When I brought this up with Alberta’s Ministry of Mental Health and Addiction, they responded that this 2020 study doesn’t reflect the ‘Alberta model,’ which provides rapid access to medications and integrates these into residential treatment facilities (it doesn’t, actually—around 40% of residential treatment spaces and 40% of detox spaces restrict various medications, and benzodiazepine withdrawal is a whole other story).

Regardless of the integration of medications into these inpatient programs, if outpatient medication programs provide the same or better outcomes, why are we building so many “recovery communities”?

If you are conducting advocacy on drug policy, you should be well versed on five critical research findings of 2023. If you are not, I implore you to follow the links below and consider how they align with what you are saying publicly.

  1. Abstinence-based addiction treatment does not reduce drug poisoning risk, and could create higher risk than no treatment.
  2. Drug confiscation by police is followed by heightened drug poisoning in a 500m radius around the bust for weeks following.
  3. Safe supply reduces drug poisoning and petty crime among those enrolled.
  4. Encampment evictions increase drug poisoning risk for people who inject drugs.

Apply what you read:
1) Translate this sentence from the drug policy text into Spanish: "Regardless of the integration of medications into these inpatient programs, if outpatient medication programs provide the same or better outcomes, why are we building so many “recovery communities”?"
2) Resume the drug policy text after its last sentence, beginning with the fifth item of the numbered list.

(Lines drawn from a dataset)
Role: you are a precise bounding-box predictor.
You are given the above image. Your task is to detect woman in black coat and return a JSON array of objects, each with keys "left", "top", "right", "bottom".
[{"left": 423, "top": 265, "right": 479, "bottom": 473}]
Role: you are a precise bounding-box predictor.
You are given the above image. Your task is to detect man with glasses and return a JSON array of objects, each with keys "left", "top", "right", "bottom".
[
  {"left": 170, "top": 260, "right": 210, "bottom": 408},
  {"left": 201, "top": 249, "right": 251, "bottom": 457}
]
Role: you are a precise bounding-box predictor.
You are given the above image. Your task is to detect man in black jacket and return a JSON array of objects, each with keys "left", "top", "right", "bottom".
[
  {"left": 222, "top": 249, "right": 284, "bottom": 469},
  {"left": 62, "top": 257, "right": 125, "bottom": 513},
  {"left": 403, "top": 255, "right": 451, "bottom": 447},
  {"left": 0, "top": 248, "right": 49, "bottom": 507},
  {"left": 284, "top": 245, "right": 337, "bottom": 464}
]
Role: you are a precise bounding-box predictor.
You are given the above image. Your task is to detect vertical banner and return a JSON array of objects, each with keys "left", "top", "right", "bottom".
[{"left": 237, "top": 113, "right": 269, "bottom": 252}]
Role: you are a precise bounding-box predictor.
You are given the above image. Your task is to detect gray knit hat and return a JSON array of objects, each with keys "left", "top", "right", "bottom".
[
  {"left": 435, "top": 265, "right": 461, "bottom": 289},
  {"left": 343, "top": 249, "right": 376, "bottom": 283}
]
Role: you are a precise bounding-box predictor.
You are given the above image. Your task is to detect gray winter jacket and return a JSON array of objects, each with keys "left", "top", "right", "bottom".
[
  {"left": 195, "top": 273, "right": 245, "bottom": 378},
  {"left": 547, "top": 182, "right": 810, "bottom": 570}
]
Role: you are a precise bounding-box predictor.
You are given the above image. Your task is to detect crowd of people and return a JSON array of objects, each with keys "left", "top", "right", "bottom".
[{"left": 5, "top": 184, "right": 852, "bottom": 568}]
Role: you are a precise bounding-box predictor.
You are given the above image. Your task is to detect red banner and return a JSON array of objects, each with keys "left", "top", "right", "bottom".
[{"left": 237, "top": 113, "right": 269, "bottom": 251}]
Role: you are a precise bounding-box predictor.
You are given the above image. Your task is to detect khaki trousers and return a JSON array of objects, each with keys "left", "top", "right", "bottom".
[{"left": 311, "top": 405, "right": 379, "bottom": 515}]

Expected responses:
1) Independientemente de la integración de los medicamentos en estos programas de internamiento, si los programas de medicación ambulatoria ofrecen resultados iguales o mejores, ¿por qué estamos construyendo tantas «comunidades de recuperación»?

2)
  5. Overdose prevention sites and syringe service programs are not associated with higher crime.

We continue to see right-wing advocates moving the goal posts on these discussions. Adam Zivo has adopted this role at National Post Opinion, for example by reformulating criticism of seemingly profiteering physicians into victim narratives. To these folks, it doesn’t matter if their arguments are rooted in evidence: the point is to delay expansion and implementation of badly needed programs and services, to buy enough time to elect a more harm reduction-hostile federal government before the broken pendulum of drug prohibition is tossed in the waste bin of history.

Many of these advocates also recognize the imminent possibility of the mainstream public waking up to the golden opportunity to reallocate municipal, provincial and federal budgets from police and border militarization to social safety nets that have been decimated over the last generation.

However, the continued incrementalism of even progressive-speaking governments tells us that those in power are not interested in these outcomes.

There are good reasons people call for expanded abstinence-based services, despite the abundant evidence supporting alternative pathways. For many, abstinence worked for them (often after multiple attempts), and they want the same access provided more easily for people. Many parents are at their wits’ end with youth who use drugs and turn to the only solution on offer: residential treatment. Quite often, I hear from people exhausted after giving up their living rooms to unhoused friends or family members. Inpatient and sober living facilities offer temporary housing for those willing to pause—or hide—their drug use.

This may be the crux: having failed to address the housing crisis, governments pass the buck to individuals, who are provided few options beyond privatized addiction facilities to temporarily house their loved ones.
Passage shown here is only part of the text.